* WORK TO COMPLETE *
In the records below, work out how many lines hold the word "hand". Report the number alone.

* Collected data *
##############################

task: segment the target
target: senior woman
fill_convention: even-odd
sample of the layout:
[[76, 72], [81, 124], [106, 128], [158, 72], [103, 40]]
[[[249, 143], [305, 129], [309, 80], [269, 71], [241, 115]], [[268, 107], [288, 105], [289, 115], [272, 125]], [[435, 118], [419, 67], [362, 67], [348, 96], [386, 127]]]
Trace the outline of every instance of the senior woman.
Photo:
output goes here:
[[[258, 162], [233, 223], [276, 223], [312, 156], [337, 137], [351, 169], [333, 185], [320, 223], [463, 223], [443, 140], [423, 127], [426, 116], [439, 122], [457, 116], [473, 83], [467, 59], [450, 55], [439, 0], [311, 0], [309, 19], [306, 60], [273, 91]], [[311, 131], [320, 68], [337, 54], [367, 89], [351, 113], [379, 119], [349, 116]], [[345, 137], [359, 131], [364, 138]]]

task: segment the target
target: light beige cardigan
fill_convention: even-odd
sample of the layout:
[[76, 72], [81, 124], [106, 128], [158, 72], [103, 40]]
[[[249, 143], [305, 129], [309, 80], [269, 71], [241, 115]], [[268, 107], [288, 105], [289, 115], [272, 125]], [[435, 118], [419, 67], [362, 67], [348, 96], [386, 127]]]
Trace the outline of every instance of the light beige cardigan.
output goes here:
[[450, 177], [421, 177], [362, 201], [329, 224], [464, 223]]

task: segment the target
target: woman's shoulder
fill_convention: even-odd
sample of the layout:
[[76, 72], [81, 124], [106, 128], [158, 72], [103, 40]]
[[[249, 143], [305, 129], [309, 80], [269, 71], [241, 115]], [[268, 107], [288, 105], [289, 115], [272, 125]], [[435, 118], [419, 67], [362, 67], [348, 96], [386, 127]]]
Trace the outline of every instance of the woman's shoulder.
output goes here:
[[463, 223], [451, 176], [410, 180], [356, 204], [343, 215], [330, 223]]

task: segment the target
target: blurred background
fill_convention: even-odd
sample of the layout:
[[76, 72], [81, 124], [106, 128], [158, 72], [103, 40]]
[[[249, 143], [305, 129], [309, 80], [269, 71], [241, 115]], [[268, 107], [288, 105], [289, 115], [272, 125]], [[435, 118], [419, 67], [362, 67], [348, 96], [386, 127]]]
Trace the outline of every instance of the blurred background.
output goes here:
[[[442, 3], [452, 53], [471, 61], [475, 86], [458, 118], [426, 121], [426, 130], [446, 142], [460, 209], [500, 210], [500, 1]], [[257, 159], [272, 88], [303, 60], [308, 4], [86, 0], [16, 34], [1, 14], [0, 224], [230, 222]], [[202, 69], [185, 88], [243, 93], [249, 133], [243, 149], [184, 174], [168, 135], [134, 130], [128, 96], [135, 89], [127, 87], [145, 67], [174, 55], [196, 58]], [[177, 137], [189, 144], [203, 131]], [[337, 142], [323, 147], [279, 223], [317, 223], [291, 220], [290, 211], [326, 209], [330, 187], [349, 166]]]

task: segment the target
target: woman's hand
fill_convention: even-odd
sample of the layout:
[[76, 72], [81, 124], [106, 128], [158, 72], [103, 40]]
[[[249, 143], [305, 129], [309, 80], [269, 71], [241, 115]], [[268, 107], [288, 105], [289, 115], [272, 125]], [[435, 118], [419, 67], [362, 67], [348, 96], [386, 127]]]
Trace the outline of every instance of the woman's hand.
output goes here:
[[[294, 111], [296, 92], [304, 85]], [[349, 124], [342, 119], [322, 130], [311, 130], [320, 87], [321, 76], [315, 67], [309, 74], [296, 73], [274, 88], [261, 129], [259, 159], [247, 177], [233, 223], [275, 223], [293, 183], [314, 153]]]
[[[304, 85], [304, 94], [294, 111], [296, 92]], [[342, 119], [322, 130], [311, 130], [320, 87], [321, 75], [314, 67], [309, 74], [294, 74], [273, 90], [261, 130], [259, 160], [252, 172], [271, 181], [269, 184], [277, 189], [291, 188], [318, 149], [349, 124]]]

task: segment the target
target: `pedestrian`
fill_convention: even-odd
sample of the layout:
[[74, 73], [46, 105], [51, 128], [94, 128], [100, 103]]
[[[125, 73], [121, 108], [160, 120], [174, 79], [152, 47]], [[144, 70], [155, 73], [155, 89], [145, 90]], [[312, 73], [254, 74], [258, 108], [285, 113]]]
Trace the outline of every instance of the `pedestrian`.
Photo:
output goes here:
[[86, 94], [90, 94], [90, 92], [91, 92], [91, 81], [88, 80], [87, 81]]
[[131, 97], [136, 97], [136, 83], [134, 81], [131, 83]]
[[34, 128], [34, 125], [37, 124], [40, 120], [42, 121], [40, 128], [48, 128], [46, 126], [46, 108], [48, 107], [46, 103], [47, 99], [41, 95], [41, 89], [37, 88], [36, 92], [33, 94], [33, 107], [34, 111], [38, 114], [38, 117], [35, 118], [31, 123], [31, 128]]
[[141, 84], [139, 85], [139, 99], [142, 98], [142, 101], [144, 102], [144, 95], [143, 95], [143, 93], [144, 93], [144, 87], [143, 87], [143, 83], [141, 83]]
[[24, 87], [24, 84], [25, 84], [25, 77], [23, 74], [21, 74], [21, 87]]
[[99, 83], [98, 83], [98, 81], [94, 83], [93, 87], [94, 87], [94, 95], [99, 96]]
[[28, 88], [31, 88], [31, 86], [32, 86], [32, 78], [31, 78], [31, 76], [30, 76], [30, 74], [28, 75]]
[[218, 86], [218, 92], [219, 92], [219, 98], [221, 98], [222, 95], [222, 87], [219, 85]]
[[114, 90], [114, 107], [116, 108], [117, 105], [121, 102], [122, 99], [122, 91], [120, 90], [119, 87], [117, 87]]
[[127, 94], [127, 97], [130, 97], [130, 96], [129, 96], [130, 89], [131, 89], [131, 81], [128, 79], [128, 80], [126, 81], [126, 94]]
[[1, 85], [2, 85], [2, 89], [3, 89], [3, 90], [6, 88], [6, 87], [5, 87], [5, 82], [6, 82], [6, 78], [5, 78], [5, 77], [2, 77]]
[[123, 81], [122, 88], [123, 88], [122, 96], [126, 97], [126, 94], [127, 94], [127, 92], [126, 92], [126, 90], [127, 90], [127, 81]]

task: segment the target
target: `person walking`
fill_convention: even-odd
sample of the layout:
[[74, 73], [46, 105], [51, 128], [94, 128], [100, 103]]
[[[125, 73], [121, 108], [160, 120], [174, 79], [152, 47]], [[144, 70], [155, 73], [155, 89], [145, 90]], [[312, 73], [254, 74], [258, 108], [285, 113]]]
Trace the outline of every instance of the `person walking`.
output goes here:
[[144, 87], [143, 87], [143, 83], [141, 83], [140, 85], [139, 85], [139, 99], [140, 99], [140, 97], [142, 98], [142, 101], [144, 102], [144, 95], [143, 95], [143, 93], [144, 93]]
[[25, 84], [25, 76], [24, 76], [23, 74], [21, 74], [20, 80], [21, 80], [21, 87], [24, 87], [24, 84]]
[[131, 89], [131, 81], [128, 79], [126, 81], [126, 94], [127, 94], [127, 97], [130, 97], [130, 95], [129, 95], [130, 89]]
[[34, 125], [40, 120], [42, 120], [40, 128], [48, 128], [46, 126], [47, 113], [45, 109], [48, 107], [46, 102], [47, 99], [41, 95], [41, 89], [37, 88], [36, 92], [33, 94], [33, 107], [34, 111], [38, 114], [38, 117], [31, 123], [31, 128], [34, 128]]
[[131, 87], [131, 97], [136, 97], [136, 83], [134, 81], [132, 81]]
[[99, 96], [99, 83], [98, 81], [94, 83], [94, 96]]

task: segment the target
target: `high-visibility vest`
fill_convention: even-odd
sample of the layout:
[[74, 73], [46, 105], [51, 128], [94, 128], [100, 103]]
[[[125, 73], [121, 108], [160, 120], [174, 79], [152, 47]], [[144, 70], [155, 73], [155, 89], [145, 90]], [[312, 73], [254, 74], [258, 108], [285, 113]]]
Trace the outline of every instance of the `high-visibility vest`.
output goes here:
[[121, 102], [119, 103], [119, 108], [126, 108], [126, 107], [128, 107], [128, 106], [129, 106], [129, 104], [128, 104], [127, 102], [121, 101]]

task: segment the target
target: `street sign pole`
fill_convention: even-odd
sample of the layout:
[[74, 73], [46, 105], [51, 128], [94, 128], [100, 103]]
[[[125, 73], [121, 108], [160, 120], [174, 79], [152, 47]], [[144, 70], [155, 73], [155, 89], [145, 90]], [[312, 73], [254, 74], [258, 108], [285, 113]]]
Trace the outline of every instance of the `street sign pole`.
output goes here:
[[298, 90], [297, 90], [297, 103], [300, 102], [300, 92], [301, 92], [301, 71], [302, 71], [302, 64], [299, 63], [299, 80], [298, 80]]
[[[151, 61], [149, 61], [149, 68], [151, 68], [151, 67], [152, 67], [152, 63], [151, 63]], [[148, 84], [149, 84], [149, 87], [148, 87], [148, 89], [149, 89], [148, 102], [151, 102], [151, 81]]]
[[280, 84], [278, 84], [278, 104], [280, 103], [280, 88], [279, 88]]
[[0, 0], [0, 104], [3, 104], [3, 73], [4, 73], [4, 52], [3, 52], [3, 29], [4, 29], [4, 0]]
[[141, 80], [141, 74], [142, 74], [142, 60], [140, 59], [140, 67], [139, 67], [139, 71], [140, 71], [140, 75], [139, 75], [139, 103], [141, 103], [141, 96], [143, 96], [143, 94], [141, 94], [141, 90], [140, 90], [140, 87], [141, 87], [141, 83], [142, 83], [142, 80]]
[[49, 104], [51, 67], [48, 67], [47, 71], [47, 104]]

##############################

* RESPONSE TO THE EXERCISE *
2